__What you have to do__
Every record should be copied exactly, except that pictures are to be omitted.

### Material for this exercise ###

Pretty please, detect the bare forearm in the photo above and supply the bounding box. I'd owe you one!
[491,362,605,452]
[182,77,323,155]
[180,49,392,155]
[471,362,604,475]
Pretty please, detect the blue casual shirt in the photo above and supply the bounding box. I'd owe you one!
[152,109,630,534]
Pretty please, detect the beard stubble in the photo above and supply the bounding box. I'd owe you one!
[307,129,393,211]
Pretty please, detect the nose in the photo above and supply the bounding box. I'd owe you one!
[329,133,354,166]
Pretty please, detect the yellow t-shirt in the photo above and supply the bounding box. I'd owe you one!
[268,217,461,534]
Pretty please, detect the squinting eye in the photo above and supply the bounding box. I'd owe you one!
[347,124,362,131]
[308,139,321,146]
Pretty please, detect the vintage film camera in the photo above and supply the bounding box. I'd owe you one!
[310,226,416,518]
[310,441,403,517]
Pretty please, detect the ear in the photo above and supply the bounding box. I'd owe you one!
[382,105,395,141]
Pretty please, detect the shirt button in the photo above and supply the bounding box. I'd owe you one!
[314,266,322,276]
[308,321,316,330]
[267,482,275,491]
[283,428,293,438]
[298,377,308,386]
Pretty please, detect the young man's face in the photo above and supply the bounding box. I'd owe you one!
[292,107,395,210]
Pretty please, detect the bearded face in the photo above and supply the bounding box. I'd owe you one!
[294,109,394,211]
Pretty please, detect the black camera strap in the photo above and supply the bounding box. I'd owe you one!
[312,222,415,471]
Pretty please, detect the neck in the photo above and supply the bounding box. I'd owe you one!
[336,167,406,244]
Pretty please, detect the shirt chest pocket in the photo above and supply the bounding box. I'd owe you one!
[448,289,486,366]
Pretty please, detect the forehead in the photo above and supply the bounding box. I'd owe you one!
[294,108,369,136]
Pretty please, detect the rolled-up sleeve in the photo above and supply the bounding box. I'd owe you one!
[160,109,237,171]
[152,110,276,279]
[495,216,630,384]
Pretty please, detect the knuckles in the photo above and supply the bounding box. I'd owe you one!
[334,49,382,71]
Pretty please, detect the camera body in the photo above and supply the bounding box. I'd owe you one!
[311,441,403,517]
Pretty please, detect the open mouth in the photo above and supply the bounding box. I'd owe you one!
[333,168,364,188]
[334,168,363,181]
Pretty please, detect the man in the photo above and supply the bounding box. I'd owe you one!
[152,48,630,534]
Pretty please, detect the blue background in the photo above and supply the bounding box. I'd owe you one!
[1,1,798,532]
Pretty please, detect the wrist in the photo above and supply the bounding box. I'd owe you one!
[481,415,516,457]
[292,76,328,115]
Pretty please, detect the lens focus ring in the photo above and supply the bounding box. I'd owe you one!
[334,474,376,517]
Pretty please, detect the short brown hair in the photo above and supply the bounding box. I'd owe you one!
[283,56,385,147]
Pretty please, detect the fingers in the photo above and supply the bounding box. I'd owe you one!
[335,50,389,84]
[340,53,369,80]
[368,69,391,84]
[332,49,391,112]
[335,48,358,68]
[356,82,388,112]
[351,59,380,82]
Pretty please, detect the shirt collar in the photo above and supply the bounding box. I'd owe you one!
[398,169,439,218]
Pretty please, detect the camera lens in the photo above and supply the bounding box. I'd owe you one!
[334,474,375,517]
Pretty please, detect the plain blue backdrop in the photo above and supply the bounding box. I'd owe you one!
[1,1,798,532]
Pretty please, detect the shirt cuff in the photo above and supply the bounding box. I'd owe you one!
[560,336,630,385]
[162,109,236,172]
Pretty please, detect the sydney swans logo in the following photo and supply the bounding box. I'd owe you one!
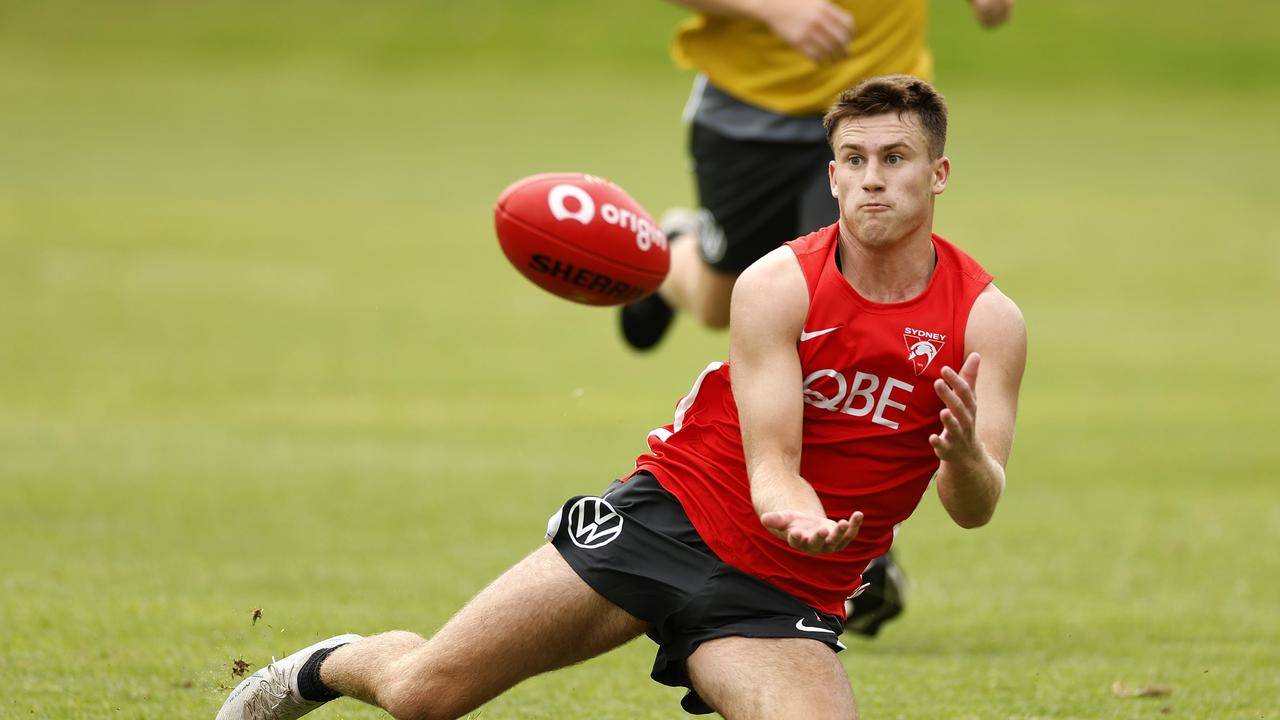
[567,497,624,549]
[903,327,946,376]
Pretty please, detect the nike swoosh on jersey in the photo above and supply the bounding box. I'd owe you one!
[799,326,840,342]
[794,618,836,635]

###

__Output for this exercise__
Pretty please, detect the bare forearm in the photo above and supply the bounding box. I'd owe you one!
[491,362,605,452]
[182,77,323,155]
[180,49,392,155]
[471,362,604,475]
Pretty please, detect the blue casual shirt in the photo above and supply the bounding box. I'd owe you one!
[152,109,630,534]
Pretty please, detect the beard stubble in the photo above and supply the bounding box. I'd owe you one!
[307,129,393,211]
Pretty please, detect the nose in the photo above and supply the bounding box. I'd owe you one!
[329,133,354,166]
Pretty please, detect the yellow t-shirt in the photo above and supply the bounding box. I'd owe you one!
[268,217,461,534]
Pretty please, detect the squinting eye in the photo above and supply the bounding box. I'd owe you one!
[347,124,362,131]
[308,139,321,146]
Pretty please, detect the vintage film camera in the photo above and supply the bounding box. I'd owe you one!
[310,226,416,518]
[310,441,403,517]
Pretty please, detect the ear in the photo above and supply the bounding box. I'd owe you one!
[382,105,395,141]
Pretty please, detect the shirt button in the photo above and supply the bounding box. I'd owe you one!
[314,266,322,276]
[308,321,316,330]
[267,482,275,491]
[283,428,293,438]
[298,377,308,386]
Pretty please, detect the young man's face in the photo above and supply the bounding box. I'd owe you one!
[292,107,395,210]
Pretty please, detect the bearded face in the photo above and supply the bounding box. I'd owe you one!
[294,109,394,211]
Pretty please, detect the black camera strap in the photo above and supply the bounding box. I'd owe you one!
[312,222,415,471]
Pretty please, detect the neck in the photo above and supply the bounding box. I'd owe you one!
[336,167,406,244]
Pretty please, detect the shirt chest pocket in the photo above and supply the bounding box. I'd owe you one!
[448,289,486,366]
Pretty please, detect the forehead in the photo above and supply the bounding box. I'd owe you one!
[294,108,369,136]
Pretty please, detect the rolled-up sleeve in the photo above and supply the bounding box. I'd owe you one!
[160,109,237,171]
[152,110,276,279]
[495,216,630,384]
Pretty please, detect the knuckles in the photo above and supply the bounding box. I'd owe you one!
[334,49,382,71]
Pretty please, detect the camera body in the photo above and supply the bounding box. I'd owe you one!
[311,441,403,517]
Pretty please, detect the open mouth in the photo above and supply the bounding box. I'd owe you one!
[333,168,364,188]
[334,168,363,181]
Pretty please, detect the man in the photo above and supply the bounding box. I'd owe you one!
[152,48,630,534]
Pretty please, detect the blue background in the photo above and supply the bounding box. I'd owe you one!
[1,1,798,532]
Pretty please, detect the wrist in the photo above and supply the bounding box. I'd owe you one!
[481,415,516,457]
[292,76,328,115]
Pretty please, detect the lens focus ring in the photo above and supply the bounding box. I'd owe you one!
[334,474,376,517]
Pretty please, detect the short brown hair in the photo above and supply the bounding box. I'd owe you one!
[283,56,385,147]
Pretty please, detect the fingers in the photo above and supply the bounding box. I'd owe you one!
[335,50,389,84]
[340,53,369,80]
[368,69,391,84]
[332,49,391,112]
[335,48,358,68]
[356,82,388,112]
[351,59,380,82]
Pretty please, detect the shirt collar in the photo above and supply the bounding box. I'd owe you one!
[398,169,439,218]
Pretty please, detect the camera lens in the photo above and supply the bounding box. I'd owe you one!
[334,474,375,517]
Pretty please, detect the plain blue backdrop in the photo above and supply the bounding box. I'd owe you one!
[1,1,798,532]
Pretty please, detect the shirt cuff in the photo above and supply the bounding box. I'd owe you one!
[560,336,630,385]
[162,109,236,172]
Pretty please, detect the sydney swans logo in the following photo and supply the bounding box. I'd owe you one!
[567,497,624,549]
[903,327,946,376]
Pretty please, detect the nike swoosh on jersey in the photo above and supply the bounding box. I'd owe you one!
[799,326,840,342]
[794,618,836,635]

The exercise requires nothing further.